**TUGAS DAN LATIHAN**
(A) Menurut teks berita tentang UU Cipta Kerja, pada hari dan tanggal berapa DPR RI meresmikan undang-undang tersebut?
(B) Tuliskan semua jenis upah minimum yang disebut dalam teks berita tentang UU Cipta Kerja beserta singkatannya.

**BLOK TEKS**

KOMPAS.com – DPR RI meresmikan Undang-Undang (UU) Cipta Kerja dalam Rapat Paripurna DPR RI yang membahas Pembicaraan Tingkat II dan Pengambilan Keputusan Terhadap RUU Tentang Cipta Kerja, Senin (5/10/2020).
Salah satu poin dalam UU Cipta Kerja yang disoroti masyarakat adalah hilangnya upah minimum kabupaten/kota (UMK) dan upah minimum sektoral (UMS).
Padahal, menurut Menteri Koordinator Bidang Perekonomian Airlangga Hartato, aturan itu tidak dihapuskan. Hanya saja, UP tidak lagi menjadi domain pemerintah kota/daerah.
“Upah minimum provinsi (UMP) wajib ditetapkan oleh gubernur. Kenaikan dihitung dengan menggunakan formula perhitungan yang akan diatur dalam peraturan pemerintah,” ujar Airlangga dalam keterangan tertulis yang diterima Kompas.com pada Selasa (06/10/2020).

**DATA YANG DISEDIAKAN**
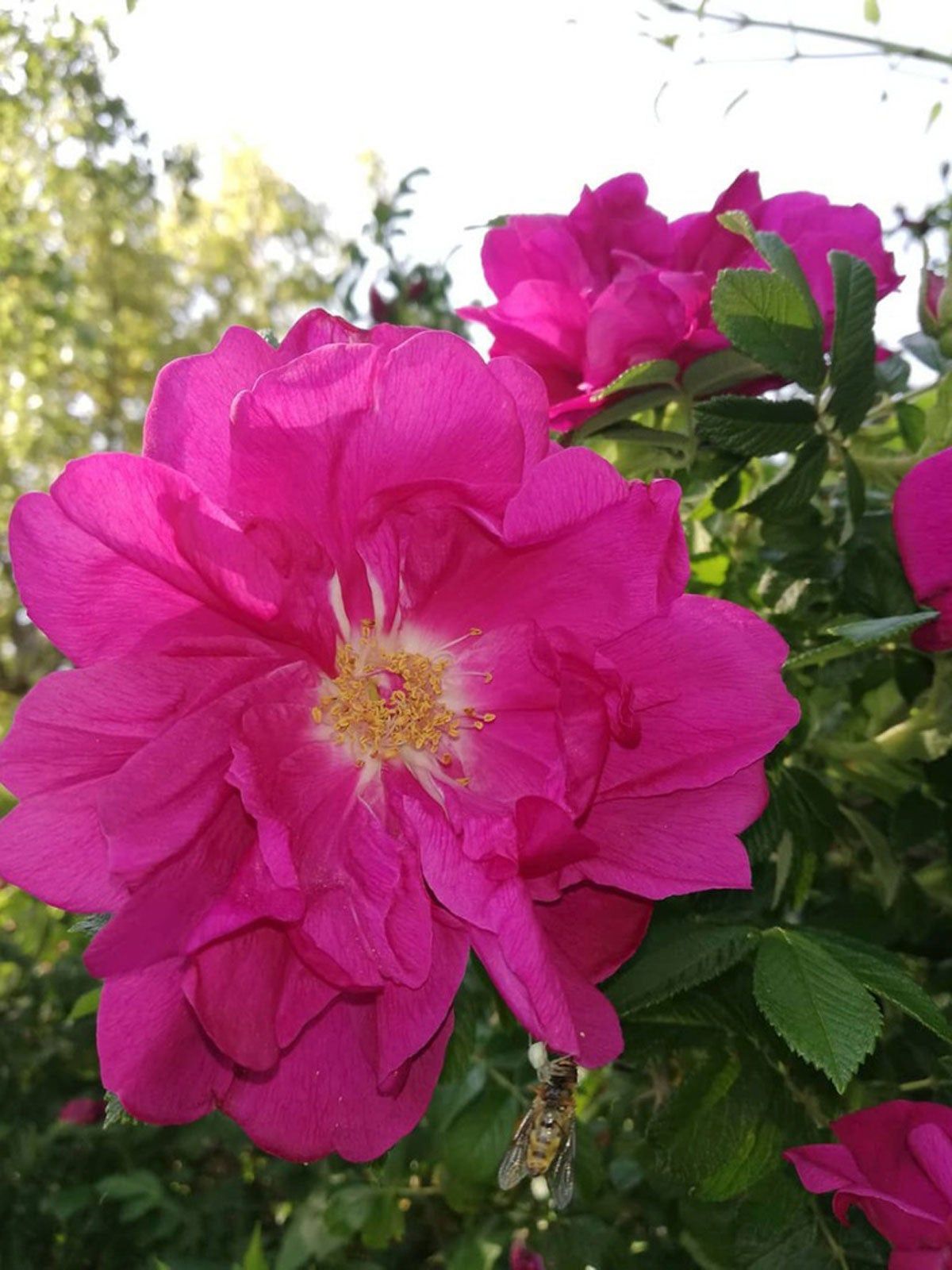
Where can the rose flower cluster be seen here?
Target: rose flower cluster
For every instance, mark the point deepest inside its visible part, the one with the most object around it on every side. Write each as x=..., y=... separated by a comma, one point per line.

**KUNCI JAWABAN**
(A) DPR RI meresmikannya pada hari Senin, 5 Oktober 2020.

(B) Upah minimum kabupaten/kota (UMK), upah minimum sektoral (UMS), dan upah minimum provinsi (UMP).